Records in a dataset
⟨

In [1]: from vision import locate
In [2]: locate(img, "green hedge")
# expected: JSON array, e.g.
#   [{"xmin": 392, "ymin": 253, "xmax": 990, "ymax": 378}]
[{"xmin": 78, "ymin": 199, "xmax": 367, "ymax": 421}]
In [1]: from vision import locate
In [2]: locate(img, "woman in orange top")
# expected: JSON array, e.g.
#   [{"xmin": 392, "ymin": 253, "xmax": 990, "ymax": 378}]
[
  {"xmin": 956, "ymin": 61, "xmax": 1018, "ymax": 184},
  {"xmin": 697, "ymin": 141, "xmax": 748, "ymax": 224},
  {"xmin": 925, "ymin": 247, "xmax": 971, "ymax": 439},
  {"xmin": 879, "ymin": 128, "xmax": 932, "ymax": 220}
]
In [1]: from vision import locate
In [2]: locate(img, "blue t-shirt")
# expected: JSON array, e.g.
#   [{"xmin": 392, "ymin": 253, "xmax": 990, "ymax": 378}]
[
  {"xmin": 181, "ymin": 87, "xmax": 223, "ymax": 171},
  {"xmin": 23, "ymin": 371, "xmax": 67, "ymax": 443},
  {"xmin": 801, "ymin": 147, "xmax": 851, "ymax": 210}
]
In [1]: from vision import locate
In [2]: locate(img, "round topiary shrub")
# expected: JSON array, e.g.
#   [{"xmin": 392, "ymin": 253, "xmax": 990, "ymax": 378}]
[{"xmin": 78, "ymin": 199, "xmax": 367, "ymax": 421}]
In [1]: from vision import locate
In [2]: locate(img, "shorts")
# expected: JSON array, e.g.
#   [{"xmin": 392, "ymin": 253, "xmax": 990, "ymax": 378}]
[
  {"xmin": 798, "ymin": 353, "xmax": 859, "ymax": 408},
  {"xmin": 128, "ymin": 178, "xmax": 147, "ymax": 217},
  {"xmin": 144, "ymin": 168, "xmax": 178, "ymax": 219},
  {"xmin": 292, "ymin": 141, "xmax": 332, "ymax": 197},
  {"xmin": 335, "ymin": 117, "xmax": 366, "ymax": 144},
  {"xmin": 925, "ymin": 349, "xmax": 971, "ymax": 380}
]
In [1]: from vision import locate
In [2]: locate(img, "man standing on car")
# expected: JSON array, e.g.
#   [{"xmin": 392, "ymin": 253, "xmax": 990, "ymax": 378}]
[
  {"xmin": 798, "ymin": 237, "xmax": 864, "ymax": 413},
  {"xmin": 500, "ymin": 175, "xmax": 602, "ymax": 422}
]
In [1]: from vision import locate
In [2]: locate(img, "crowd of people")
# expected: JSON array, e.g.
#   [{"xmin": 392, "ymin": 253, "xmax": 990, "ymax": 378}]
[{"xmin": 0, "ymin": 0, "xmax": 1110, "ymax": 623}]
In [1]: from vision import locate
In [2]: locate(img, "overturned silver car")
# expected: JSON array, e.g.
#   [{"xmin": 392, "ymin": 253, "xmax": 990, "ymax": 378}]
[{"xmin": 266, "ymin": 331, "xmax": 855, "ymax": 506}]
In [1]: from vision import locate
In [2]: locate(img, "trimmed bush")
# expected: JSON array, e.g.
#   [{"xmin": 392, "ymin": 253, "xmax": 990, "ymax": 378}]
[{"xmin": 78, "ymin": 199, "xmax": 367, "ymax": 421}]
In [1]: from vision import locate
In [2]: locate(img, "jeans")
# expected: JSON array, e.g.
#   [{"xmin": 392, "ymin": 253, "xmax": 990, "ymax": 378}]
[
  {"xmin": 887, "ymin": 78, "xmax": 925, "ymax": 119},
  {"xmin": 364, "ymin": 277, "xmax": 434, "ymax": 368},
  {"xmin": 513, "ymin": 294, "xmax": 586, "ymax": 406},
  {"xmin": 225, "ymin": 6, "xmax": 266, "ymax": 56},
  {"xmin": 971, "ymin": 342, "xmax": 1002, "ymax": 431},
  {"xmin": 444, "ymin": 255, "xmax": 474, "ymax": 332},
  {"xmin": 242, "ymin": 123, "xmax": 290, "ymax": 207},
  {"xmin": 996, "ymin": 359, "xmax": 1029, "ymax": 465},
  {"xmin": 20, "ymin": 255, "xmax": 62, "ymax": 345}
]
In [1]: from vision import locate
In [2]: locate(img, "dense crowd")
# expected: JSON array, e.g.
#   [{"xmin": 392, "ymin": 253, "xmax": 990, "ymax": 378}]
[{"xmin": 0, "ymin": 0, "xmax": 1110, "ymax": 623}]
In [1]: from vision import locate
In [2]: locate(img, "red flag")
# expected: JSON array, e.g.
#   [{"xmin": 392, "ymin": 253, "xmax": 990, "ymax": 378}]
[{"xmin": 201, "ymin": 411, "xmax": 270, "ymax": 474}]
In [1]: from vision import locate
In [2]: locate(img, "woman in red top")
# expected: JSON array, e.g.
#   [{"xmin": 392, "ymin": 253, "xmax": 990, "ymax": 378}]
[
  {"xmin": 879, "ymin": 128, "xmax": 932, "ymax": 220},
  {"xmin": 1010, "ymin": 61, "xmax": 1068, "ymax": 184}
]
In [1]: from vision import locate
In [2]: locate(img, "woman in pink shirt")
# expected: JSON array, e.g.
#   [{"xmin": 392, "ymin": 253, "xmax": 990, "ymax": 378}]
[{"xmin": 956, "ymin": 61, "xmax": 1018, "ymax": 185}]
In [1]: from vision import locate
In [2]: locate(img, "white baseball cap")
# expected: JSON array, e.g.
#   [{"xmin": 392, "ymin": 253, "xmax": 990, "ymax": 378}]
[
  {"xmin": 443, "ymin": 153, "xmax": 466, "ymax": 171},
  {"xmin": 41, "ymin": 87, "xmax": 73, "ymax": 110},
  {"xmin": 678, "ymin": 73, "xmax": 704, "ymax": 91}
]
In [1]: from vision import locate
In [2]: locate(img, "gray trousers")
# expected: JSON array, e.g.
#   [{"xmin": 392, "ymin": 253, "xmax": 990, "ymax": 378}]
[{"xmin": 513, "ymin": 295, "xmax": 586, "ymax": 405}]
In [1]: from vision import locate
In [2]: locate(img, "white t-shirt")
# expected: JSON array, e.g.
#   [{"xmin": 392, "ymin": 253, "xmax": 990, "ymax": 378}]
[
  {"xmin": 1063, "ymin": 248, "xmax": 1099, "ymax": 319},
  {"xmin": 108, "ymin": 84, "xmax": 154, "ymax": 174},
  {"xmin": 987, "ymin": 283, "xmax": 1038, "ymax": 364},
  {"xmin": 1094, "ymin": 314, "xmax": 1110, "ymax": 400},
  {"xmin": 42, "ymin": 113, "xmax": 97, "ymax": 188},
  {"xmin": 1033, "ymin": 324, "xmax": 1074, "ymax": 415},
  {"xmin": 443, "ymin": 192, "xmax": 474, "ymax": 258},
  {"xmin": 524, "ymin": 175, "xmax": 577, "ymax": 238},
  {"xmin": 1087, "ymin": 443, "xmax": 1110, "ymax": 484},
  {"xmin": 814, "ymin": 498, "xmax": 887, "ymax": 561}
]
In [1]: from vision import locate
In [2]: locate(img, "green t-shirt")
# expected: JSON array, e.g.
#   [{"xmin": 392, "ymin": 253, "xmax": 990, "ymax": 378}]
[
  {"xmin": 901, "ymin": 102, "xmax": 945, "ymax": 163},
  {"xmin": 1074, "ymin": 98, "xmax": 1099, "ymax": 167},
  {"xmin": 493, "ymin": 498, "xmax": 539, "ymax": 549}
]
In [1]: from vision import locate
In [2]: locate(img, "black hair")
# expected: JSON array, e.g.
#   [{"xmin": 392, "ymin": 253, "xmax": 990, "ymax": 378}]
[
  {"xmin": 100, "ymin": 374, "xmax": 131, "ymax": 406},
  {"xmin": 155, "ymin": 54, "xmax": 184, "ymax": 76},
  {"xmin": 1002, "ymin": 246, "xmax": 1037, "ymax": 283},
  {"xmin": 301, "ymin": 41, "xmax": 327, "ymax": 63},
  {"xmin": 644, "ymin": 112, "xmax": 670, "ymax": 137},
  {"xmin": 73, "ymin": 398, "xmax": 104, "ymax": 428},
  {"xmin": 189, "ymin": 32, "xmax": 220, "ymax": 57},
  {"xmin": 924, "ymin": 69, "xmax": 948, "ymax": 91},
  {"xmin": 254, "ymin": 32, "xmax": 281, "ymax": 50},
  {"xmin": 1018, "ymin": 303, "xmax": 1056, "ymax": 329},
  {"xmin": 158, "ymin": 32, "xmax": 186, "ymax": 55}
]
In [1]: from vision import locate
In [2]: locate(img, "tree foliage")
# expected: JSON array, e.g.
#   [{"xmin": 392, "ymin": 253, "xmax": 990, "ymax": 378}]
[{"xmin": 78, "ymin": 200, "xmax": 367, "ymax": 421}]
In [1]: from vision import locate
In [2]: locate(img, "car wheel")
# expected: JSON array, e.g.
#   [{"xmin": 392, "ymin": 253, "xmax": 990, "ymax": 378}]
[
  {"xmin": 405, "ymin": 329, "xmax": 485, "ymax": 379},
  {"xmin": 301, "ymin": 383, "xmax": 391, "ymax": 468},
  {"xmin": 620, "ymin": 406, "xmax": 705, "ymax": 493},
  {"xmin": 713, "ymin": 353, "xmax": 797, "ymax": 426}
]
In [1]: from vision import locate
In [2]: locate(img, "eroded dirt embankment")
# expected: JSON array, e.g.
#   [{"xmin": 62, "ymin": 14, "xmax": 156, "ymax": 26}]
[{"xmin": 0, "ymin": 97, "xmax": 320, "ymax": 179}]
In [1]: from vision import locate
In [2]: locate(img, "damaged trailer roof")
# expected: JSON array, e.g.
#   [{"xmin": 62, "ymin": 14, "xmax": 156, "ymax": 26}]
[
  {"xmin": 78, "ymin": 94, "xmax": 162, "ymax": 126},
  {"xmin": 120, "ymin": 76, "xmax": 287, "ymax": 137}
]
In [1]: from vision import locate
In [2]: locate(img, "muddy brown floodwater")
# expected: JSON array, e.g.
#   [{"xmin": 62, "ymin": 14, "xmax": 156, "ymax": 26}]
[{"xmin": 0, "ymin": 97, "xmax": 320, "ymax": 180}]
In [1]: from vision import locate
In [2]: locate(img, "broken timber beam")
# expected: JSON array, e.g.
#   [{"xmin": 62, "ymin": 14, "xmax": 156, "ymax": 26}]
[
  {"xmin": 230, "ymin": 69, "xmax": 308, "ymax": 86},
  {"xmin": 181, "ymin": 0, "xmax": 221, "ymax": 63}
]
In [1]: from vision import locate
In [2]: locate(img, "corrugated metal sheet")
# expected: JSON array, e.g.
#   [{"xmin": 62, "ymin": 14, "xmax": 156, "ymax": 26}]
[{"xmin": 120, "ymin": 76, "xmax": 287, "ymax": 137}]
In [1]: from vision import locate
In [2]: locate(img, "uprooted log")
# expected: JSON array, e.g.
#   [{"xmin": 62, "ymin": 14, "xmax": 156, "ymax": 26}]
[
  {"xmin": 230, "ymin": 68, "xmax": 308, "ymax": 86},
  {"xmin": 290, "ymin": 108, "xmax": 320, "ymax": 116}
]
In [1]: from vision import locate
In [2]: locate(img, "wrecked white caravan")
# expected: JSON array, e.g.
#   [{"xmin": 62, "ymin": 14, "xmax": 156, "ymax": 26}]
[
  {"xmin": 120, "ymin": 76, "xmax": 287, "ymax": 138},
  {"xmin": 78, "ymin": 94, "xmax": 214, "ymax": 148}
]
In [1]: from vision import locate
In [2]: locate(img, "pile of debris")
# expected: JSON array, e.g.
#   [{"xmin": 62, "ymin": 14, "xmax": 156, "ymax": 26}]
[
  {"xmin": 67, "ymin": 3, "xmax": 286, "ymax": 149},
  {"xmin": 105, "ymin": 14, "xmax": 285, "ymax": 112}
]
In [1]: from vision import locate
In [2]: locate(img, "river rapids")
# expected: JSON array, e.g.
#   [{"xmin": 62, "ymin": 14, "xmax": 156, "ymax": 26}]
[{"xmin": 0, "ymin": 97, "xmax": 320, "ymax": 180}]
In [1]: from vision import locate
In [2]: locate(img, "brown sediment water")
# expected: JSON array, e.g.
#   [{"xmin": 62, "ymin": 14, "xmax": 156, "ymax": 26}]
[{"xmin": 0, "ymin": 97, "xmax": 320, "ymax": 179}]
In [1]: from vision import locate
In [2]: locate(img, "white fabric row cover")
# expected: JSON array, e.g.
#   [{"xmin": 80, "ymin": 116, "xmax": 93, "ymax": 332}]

⟩

● **TASK DIRECTIONS**
Gather every line above that contains the string "shirt".

● **FULL RESPONSE**
In [2]: locate(img, "blue t-shirt")
In [2]: locate(img, "woman in pink shirt")
In [2]: locate(img, "white t-shirt")
In [2]: locate(img, "green t-shirt")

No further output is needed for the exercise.